#### About this task:
These entries are to be set down again exactly.

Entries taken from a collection
[Start of Attachment]
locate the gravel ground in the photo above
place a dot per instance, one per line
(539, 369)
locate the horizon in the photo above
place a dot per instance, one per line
[End of Attachment]
#### Output of the task:
locate the gravel ground in the photo above
place a dot per instance, one per line
(539, 369)
locate the horizon in the photo above
place a dot per instance, one per line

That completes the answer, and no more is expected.